Exercices à faire
1. Pouvez-vous extraire en entier la critique des scénarios de la série, sans y changer un seul caractère ?
2. Quelles lignes des enregistrements contiennent la chaîne "ocean" ? Filtrez-les et recopiez-les toutes.

Extrait choisi
Ce qui m'a le plus agacé :
- certains éléments des scénarii qui misent un peu trop sur le hasard. Ainsi, l'enchaînement des rencontres de Ling-Ling, dans le premier tome (un recruteur de jeunes filles, puis une jeune fille voulant être recrutée!!?), ou le fait que Kaa-Nhon se retrouve seule dans les cuisines du Palais impérial et que Ling-Ling se retrouve seule au gynécée JUSTEMENT au moment où toutes deux avaient chacune une importante mission à y réaliser est, à mon sens, un peu trop arrangé avec le gars des vues! Ça mine grandement au réalisme!!

Données de travail
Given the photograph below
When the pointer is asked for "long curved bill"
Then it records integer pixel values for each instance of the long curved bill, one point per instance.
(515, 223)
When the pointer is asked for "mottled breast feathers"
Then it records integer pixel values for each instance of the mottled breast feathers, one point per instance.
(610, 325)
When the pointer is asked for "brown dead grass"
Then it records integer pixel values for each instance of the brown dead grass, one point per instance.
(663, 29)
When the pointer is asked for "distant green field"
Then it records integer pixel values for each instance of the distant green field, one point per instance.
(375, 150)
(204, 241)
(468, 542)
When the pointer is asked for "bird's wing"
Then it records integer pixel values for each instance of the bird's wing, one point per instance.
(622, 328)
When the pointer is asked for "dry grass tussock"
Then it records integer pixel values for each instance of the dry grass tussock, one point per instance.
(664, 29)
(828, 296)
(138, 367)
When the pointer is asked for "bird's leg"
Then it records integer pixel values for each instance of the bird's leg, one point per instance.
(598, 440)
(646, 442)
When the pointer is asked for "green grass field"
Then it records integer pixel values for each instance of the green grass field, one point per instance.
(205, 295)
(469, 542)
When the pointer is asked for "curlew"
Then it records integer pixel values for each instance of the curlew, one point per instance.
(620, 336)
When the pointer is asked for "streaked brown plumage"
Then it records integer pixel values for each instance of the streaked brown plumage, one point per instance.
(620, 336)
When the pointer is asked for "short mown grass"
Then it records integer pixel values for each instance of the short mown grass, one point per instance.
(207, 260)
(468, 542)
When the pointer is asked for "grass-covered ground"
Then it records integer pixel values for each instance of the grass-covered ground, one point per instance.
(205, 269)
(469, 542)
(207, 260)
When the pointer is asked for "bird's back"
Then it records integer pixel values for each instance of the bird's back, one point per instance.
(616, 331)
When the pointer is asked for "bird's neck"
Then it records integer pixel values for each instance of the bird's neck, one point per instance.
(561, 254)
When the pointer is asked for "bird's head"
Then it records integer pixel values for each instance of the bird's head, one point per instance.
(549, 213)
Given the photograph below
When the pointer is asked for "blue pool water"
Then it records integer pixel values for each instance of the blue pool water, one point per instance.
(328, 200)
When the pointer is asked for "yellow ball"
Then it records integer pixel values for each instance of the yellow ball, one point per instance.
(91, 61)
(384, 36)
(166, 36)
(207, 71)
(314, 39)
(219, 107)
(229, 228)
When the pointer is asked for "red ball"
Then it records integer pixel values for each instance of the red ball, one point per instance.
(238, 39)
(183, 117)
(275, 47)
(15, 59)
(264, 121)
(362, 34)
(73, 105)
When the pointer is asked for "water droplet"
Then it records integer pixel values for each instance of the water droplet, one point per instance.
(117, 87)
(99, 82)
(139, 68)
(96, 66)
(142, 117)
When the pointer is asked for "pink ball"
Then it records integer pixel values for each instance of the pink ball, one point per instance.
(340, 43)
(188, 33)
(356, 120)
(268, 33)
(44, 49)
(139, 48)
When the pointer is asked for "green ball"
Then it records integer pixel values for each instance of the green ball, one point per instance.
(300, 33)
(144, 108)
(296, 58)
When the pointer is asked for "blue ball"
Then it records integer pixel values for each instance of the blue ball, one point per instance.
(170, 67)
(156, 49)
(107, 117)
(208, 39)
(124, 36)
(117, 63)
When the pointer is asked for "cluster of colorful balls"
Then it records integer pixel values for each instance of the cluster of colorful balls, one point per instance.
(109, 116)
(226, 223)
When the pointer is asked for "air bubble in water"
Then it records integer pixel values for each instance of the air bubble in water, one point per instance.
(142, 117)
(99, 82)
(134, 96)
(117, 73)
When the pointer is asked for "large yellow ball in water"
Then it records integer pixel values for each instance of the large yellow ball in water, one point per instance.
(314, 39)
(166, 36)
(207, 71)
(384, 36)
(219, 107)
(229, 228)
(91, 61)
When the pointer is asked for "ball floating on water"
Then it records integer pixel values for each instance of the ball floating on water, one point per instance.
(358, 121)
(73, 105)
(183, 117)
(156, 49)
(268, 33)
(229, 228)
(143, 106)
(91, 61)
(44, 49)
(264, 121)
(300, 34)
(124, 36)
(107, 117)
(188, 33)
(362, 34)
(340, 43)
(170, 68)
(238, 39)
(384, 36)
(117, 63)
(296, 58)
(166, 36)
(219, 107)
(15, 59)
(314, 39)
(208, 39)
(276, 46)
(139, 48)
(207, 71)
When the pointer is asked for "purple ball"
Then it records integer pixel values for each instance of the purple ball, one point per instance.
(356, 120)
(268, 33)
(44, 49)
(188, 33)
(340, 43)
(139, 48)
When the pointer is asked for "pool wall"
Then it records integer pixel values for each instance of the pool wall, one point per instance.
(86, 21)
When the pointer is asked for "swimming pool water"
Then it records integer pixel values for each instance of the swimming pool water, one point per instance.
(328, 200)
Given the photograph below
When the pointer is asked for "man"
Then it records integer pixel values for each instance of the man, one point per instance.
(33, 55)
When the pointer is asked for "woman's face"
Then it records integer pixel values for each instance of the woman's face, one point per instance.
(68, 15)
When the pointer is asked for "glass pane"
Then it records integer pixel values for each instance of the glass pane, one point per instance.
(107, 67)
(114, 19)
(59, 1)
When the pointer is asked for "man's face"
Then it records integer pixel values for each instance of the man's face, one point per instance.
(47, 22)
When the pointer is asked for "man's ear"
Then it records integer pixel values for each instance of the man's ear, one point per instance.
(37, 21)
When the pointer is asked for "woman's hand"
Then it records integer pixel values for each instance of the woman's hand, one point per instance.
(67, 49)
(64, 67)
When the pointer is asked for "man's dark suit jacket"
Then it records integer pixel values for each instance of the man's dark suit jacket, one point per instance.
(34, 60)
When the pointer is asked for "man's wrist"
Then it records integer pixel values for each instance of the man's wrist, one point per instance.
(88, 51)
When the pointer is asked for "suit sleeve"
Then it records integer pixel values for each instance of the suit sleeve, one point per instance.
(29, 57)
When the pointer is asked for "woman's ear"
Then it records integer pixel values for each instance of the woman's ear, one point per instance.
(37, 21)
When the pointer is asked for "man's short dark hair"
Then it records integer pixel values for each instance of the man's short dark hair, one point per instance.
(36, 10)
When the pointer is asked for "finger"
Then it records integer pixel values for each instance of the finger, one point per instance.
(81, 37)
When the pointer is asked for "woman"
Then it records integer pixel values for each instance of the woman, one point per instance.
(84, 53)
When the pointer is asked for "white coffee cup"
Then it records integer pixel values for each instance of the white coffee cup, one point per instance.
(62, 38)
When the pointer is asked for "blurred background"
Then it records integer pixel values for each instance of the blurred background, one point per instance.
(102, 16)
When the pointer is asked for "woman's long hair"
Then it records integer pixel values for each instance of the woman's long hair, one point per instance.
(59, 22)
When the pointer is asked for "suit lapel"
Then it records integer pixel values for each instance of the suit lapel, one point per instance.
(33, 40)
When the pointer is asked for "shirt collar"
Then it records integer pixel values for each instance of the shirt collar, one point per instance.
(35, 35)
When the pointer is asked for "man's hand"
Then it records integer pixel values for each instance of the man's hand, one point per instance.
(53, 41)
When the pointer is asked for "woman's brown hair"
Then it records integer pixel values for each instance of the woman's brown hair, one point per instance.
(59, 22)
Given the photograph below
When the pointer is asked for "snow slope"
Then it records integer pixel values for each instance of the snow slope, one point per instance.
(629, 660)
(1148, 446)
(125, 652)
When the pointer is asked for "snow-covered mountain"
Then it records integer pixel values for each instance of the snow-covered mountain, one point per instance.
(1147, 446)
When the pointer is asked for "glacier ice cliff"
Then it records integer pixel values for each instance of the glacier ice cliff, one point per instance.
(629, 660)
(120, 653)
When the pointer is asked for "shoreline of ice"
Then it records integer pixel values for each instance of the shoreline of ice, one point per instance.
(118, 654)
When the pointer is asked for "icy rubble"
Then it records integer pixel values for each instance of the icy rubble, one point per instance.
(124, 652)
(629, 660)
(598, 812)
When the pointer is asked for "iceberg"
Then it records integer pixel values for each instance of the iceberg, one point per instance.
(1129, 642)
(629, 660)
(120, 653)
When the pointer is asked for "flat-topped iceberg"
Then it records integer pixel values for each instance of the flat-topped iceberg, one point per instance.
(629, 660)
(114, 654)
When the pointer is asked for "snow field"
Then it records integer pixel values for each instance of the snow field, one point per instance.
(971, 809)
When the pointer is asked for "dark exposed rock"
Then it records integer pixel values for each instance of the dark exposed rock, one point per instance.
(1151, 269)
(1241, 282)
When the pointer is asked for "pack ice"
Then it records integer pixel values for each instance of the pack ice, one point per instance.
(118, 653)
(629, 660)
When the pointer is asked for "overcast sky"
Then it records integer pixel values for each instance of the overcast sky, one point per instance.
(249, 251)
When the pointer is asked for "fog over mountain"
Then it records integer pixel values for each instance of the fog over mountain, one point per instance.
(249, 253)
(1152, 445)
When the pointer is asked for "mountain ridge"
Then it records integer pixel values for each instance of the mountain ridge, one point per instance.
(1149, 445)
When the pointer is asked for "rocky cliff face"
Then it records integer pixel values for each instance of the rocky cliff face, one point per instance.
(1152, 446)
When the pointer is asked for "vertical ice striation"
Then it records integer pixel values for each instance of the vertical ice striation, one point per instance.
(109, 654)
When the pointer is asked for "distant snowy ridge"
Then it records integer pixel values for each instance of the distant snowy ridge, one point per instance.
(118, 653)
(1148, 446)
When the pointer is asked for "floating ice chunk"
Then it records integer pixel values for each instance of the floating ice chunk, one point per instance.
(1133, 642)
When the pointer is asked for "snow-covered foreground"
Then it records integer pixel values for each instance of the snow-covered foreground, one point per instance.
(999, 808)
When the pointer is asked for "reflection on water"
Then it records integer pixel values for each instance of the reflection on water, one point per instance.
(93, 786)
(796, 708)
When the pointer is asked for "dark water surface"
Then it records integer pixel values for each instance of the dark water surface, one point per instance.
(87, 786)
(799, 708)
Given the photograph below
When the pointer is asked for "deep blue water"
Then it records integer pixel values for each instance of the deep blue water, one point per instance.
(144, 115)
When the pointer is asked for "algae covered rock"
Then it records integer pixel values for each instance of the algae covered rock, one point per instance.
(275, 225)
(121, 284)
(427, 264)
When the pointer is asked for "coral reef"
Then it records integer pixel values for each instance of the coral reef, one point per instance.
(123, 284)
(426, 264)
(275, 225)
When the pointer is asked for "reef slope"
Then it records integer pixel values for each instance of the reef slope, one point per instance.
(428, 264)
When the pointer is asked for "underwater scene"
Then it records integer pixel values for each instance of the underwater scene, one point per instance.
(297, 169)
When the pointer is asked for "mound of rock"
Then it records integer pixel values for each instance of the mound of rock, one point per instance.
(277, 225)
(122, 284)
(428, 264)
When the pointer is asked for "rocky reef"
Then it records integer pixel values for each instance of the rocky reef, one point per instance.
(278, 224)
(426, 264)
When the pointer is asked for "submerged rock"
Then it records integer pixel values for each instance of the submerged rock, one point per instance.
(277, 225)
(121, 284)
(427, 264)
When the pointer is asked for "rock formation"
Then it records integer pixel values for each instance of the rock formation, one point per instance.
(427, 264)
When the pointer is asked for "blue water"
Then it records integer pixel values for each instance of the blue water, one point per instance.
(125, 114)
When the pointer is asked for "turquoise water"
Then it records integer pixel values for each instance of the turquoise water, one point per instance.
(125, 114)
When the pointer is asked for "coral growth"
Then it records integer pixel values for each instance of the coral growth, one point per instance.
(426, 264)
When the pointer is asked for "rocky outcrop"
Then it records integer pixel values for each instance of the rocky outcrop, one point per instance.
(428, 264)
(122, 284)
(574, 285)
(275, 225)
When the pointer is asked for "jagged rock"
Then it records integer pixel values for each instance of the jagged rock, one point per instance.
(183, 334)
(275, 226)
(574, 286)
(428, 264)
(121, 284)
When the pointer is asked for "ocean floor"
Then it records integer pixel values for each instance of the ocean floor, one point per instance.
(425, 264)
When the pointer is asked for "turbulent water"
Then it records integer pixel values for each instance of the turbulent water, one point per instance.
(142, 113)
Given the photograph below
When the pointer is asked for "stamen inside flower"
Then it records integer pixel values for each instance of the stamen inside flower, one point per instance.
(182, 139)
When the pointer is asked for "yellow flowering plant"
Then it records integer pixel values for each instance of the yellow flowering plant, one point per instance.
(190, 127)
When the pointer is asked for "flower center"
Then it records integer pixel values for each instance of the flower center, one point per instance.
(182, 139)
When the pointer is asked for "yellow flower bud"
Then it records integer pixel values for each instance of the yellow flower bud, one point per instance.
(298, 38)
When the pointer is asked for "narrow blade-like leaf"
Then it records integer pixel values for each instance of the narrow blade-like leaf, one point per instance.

Corrigé des exercices
1.
Ce qui m'a le plus agacé :
- certains éléments des scénarii qui misent un peu trop sur le hasard. Ainsi, l'enchaînement des rencontres de Ling-Ling, dans le premier tome (un recruteur de jeunes filles, puis une jeune fille voulant être recrutée!!?), ou le fait que Kaa-Nhon se retrouve seule dans les cuisines du Palais impérial et que Ling-Ling se retrouve seule au gynécée JUSTEMENT au moment où toutes deux avaient chacune une importante mission à y réaliser est, à mon sens, un peu trop arrangé avec le gars des vues! Ça mine grandement au réalisme!!

2.
When the pointer is asked for "ocean floor"
Then it records integer pixel values for each instance of the ocean floor, one point per instance.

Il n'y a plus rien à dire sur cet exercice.